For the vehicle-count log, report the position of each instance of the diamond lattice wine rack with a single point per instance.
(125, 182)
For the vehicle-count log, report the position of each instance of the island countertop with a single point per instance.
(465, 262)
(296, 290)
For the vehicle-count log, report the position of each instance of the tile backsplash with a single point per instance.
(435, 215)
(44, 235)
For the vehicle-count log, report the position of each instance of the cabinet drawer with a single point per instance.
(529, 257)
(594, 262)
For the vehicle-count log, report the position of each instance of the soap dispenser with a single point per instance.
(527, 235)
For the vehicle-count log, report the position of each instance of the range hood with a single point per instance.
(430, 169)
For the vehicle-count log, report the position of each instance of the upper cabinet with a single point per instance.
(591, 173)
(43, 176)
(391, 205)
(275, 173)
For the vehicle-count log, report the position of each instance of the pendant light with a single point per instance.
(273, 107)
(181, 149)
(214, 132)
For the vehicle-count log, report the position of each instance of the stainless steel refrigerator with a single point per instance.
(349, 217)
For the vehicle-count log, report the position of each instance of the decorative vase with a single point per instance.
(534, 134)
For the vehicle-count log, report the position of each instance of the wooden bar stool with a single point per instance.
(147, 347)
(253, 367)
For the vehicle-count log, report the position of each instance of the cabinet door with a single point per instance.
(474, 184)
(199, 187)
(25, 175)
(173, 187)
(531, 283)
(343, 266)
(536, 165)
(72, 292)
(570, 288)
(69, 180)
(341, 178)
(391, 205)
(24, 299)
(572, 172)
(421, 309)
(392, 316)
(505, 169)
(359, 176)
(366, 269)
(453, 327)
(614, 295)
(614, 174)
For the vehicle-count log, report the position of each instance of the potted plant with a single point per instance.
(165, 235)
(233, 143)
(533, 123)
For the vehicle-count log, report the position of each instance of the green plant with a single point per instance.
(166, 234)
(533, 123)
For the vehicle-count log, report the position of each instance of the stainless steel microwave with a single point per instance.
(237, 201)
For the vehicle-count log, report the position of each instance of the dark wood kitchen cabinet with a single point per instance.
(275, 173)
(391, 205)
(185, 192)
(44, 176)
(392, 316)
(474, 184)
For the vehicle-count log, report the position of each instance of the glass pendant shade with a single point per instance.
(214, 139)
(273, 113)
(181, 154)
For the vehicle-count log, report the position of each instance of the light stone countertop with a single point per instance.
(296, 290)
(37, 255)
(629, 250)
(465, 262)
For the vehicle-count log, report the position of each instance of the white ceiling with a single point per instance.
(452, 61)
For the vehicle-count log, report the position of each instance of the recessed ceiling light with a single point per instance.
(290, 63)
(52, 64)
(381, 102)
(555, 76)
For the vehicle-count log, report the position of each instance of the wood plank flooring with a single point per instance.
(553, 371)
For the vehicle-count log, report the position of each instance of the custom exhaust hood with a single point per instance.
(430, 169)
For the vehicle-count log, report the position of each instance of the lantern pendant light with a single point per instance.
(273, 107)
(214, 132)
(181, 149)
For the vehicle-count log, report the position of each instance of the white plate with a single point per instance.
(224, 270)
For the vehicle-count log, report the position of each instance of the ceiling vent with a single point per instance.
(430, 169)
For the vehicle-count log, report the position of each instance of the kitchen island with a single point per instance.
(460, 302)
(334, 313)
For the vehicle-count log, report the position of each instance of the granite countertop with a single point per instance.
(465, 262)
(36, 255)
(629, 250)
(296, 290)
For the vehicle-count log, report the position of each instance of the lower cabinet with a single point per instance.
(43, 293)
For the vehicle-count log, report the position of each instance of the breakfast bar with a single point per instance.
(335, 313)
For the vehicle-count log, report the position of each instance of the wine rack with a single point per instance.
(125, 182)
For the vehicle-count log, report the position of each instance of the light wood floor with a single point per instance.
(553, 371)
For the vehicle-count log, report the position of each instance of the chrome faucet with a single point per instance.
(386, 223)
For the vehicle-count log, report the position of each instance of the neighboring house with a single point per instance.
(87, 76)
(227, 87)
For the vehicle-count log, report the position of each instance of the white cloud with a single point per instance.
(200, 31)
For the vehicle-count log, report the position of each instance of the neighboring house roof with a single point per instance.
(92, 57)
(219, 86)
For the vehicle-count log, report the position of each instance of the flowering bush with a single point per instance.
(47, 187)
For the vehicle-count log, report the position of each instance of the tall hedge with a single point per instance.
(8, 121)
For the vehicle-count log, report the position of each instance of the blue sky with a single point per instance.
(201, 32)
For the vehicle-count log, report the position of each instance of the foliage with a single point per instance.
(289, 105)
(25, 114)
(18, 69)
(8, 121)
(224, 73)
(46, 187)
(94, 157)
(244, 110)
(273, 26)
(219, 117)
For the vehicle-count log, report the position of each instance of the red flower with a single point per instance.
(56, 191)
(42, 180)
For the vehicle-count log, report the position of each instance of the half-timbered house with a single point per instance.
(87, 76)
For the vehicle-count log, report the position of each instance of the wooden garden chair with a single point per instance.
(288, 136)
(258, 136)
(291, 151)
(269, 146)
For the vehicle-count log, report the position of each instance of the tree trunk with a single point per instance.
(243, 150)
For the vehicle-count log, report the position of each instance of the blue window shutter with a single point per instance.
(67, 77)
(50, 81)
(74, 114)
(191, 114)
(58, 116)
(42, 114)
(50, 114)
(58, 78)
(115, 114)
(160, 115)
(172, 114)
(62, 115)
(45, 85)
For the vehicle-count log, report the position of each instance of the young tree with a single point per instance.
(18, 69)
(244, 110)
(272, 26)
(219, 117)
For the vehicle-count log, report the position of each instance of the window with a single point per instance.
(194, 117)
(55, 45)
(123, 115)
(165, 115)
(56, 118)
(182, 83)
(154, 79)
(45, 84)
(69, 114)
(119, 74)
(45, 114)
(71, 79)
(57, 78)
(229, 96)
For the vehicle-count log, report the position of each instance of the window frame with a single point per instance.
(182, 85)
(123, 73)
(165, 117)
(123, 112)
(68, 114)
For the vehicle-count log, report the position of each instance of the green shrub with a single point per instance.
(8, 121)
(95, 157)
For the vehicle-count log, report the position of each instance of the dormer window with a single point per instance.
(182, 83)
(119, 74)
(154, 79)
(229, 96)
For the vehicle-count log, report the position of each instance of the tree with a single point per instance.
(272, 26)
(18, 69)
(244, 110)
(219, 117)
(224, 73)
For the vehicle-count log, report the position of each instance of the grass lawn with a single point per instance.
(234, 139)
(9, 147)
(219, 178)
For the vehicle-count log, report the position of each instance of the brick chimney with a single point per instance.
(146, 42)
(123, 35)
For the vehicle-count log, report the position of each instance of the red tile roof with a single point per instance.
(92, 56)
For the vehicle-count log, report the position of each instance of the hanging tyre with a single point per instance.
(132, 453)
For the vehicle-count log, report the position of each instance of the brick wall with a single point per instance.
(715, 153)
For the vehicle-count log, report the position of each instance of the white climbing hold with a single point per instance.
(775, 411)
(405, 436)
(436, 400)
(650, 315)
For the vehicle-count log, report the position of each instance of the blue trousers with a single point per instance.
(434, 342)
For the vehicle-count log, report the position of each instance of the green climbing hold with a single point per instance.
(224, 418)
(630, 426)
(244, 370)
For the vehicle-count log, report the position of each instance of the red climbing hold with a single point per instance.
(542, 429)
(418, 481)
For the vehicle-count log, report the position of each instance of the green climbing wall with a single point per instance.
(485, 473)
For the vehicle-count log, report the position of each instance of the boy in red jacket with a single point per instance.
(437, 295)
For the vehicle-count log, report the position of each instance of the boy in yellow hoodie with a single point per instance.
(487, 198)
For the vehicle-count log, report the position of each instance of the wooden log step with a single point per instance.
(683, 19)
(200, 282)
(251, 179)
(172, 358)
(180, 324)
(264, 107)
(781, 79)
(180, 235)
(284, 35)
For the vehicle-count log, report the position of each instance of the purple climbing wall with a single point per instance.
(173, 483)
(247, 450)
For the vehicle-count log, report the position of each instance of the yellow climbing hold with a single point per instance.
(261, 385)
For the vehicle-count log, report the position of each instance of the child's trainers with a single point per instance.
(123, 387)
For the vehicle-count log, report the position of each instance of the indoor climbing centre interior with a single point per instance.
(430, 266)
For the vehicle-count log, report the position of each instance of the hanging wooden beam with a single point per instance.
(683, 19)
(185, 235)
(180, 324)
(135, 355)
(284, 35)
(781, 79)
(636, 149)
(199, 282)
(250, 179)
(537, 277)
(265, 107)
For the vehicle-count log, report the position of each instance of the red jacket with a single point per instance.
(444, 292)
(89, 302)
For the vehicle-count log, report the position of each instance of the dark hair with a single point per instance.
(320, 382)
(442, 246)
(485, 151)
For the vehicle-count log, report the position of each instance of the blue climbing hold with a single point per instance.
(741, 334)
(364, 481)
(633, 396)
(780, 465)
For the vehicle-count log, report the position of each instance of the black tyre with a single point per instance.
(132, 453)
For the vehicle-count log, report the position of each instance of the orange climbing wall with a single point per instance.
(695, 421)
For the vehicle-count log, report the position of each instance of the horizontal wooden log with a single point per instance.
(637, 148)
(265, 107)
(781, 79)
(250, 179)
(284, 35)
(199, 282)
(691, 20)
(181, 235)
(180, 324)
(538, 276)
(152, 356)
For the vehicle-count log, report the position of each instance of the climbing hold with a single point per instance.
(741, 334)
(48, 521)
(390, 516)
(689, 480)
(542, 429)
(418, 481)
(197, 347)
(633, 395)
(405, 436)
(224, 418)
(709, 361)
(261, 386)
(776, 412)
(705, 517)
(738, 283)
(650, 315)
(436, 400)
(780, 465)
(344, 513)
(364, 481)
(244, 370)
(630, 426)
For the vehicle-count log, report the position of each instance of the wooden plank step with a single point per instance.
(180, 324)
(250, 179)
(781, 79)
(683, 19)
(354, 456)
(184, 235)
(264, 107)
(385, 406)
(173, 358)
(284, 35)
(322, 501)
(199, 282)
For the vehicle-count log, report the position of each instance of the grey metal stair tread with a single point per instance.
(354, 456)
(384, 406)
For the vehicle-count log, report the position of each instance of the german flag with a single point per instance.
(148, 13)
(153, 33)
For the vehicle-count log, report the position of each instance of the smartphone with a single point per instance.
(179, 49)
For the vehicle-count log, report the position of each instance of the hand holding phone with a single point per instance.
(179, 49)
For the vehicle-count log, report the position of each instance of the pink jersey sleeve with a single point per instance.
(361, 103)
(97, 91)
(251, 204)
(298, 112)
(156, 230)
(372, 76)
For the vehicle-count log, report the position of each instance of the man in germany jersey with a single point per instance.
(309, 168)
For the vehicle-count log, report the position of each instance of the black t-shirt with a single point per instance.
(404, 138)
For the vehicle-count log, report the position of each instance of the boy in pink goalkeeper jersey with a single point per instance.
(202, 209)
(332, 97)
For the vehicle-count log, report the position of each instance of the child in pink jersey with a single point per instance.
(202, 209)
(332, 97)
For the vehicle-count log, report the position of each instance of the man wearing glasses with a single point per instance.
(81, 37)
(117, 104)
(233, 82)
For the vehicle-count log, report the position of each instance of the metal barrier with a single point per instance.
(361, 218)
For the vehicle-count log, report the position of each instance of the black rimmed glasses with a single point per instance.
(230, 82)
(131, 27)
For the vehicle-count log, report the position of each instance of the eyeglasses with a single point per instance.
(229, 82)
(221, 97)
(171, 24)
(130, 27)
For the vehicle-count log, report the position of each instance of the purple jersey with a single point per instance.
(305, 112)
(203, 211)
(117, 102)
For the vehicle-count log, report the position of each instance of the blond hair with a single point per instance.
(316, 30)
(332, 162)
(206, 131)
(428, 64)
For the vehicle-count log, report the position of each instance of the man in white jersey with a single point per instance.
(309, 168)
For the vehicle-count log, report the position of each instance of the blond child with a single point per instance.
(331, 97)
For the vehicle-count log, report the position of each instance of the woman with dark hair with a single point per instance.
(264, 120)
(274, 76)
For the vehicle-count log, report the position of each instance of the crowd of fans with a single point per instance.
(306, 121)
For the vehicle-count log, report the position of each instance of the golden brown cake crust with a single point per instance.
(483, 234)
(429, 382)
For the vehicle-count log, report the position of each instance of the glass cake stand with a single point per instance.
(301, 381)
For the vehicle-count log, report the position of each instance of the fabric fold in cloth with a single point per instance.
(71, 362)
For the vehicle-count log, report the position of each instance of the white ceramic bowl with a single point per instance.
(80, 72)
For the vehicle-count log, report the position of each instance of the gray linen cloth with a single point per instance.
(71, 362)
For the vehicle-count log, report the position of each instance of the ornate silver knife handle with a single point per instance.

_WHAT THE EXERCISE ASKS:_ Copy exactly, and only, the lines from the one containing "stand with a single point per instance." through the last line of the listing.

_ANSWER:_
For the vehicle-count log, report the position of each instance of the glass cake stand with a single point per instance.
(301, 381)
For the vehicle-count log, report the position of each instance of the fabric fold in cloth with a single point per instance.
(71, 362)
For the vehicle-count log, report the position of each instance of the white ceramic bowl with a single point per instance.
(80, 72)
For the vehicle-count log, report the position of each instance of the gray linen cloth with a single point per instance.
(71, 362)
For the vehicle-count log, report the position of each instance of the ornate silver knife handle with a single point per instance.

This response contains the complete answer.